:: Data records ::
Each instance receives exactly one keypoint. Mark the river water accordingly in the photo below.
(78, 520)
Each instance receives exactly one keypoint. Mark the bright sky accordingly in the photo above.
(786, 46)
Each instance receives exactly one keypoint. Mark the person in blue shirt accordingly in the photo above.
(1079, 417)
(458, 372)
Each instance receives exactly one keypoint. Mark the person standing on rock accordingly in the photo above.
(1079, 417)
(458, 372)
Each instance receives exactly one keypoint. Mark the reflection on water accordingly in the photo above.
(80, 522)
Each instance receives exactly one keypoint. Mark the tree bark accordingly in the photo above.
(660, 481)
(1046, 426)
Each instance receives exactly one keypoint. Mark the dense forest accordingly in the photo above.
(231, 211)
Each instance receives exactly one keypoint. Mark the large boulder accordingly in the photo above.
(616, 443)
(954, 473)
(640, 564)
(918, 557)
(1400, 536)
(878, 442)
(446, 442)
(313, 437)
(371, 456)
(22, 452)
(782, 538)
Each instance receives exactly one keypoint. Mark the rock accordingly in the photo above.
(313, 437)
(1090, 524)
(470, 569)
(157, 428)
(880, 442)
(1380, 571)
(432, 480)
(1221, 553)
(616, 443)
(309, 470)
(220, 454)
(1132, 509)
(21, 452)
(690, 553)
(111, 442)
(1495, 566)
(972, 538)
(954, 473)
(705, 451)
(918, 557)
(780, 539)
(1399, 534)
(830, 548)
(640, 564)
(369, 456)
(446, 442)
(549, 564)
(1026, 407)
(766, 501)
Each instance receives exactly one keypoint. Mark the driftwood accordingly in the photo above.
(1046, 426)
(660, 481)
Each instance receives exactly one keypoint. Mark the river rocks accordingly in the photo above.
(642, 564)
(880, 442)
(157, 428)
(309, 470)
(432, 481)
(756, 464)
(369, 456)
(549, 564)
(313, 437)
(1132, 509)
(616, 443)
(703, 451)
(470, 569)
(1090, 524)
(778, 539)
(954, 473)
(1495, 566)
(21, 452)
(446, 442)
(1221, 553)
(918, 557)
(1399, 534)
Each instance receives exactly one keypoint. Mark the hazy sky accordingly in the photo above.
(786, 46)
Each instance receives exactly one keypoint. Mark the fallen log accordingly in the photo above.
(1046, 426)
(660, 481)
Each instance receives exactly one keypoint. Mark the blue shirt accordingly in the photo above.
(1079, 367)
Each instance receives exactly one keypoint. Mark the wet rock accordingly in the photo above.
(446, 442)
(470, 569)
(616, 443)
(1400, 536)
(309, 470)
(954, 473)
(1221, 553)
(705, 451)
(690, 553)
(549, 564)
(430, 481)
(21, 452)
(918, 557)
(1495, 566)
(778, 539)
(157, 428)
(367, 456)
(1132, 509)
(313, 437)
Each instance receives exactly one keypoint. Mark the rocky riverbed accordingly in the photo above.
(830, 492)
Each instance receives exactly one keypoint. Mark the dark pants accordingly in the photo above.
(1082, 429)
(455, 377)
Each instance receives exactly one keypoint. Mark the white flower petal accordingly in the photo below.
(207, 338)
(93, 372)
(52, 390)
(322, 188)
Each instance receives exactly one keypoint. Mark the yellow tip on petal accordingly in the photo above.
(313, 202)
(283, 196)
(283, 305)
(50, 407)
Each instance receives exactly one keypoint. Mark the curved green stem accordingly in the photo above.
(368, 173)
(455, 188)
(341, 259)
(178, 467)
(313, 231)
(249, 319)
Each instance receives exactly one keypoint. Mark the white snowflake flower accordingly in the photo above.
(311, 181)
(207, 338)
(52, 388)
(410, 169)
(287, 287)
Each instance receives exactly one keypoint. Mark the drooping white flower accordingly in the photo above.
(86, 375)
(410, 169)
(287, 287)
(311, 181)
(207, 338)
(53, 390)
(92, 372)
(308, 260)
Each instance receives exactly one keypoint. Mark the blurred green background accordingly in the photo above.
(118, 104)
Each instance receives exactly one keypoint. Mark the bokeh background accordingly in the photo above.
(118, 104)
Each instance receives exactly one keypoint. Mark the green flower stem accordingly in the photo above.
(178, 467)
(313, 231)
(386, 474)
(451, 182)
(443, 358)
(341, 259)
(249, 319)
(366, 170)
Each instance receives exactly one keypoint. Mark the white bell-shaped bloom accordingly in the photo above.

:: What you have to do ::
Copy out exactly the lines from the line with "Each instance receives exactly one keypoint. Mark the blue" to the end of the listing, including both of those lines, and give nothing else.

:: The output ::
Each instance receives exactly one keypoint. Mark the blue shirt accordingly in the photo above.
(1079, 367)
Each instance receives exactly one keypoint. Mark the wet rock accordingly in the photo above.
(446, 442)
(470, 569)
(616, 443)
(1400, 536)
(309, 470)
(954, 473)
(1221, 553)
(705, 451)
(690, 553)
(549, 564)
(430, 481)
(21, 452)
(918, 557)
(1495, 566)
(778, 539)
(157, 428)
(367, 456)
(1132, 509)
(313, 437)
Each instance receives exactly one keypoint. Mark the rocky riverbed accordingly in the photo above.
(830, 492)
Each instance receives exactly one keypoint. Mark the dark pants accordingly in the photo above.
(1082, 429)
(455, 377)
Each instance receives exactly one keypoint. Mark the white flower petal accordingly in the photo below.
(207, 338)
(93, 372)
(52, 390)
(322, 188)
Each instance receives exactly one keypoint. Mark the yellow tip on petal accordingly in the photo above.
(313, 202)
(283, 196)
(283, 305)
(50, 407)
Each instance receives exactly one keypoint. Mark the curved green stem accordingly in the photo above.
(368, 173)
(455, 188)
(341, 259)
(178, 467)
(313, 231)
(249, 319)
Each instance receives exactly one keypoint. Mark the white snowflake flower accordingly in the photo above.
(311, 181)
(207, 338)
(52, 388)
(410, 169)
(287, 287)
Each instance receives exactly one keypoint. Mark the drooping white flower accordingly in the photo above.
(86, 375)
(410, 169)
(287, 287)
(311, 181)
(207, 338)
(53, 390)
(92, 372)
(308, 260)
Each instance receives exactly one keypoint. Mark the blurred green background accordingly in the photo above.
(118, 104)
Each instance receives exactly one keypoint. Mark the bokeh background accordingly in the photo above.
(118, 104)
Each instance receives exactly one keypoint. Mark the green flower stem accordingly in the photo above.
(178, 467)
(313, 231)
(386, 474)
(451, 182)
(443, 358)
(341, 259)
(249, 319)
(366, 170)
Each instance receives exactly one keypoint. Mark the white bell-shaped bloom accordingly in the photo above.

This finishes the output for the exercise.